**Фрагмент текста**.
Why there is no theoretical sociology in Russia

An interesting article on the sociology in Russia -

Л.Д. Гудков. Почему нет теоретической социологии в России?
// Конференция сообщества профессиональных социологов "Социология в кризисном пространстве страны и мира": Материалы для обсуждения. Москва, 2009. 94 с.

В последние годы среди российских социологов можно услышать странные жалобы на отсутствие у нас теоретической науки, время от времени кто-то задается не менее удивительными вопросами о том, каковы «условия ее возможности» [1], и что следовало бы понимать под общей теорией, связующей все уровни социального знания. На двусмысленность подобных ламентаций или риторических вопрошаний мало кто обращает внимание, еще реже на них следует какая-либо публичная реакция со стороны научного сообщества. Как и отчетные доклады об успехах отечественной науки, они постепенно становятся частью публичных ритуалов. Но я бы советовал отнестись к ним с большей серьезностью, поскольку, при всей своей сомнительности, они могут быть прочитаны как симптоматика скрытого хронического неблагополучия в социальных науках.

**Блок данных**.
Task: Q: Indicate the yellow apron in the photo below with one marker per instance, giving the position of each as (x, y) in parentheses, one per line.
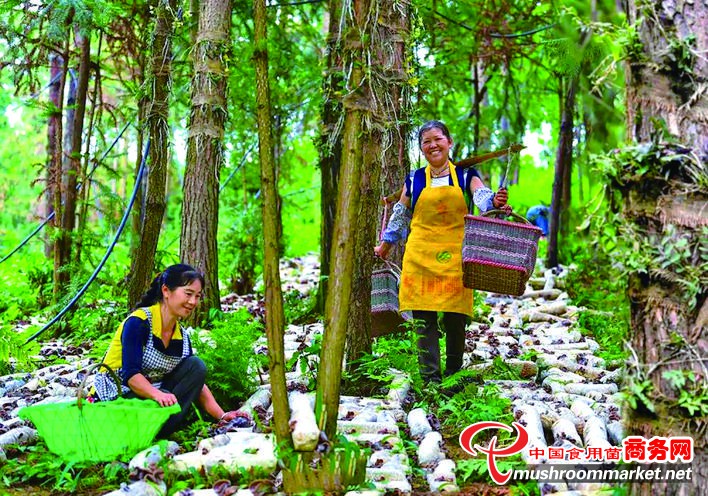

**Выполните задание**.
Ответьте на вопросы по фрагменту о теоретической социологии в России.
(а) В каком городе и в каком году изданы материалы конференции?
(б) Как называлась конференция сообщества профессиональных социологов?
(в) Частью чего, как и отчетные доклады, постепенно становятся жалобы и риторические вопросы об отсутствии теоретической науки?

**Результат выполнения**.
(а) В Москве, в 2009 году.
(б) «Социология в кризисном пространстве страны и мира».
(в) Частью публичных ритуалов.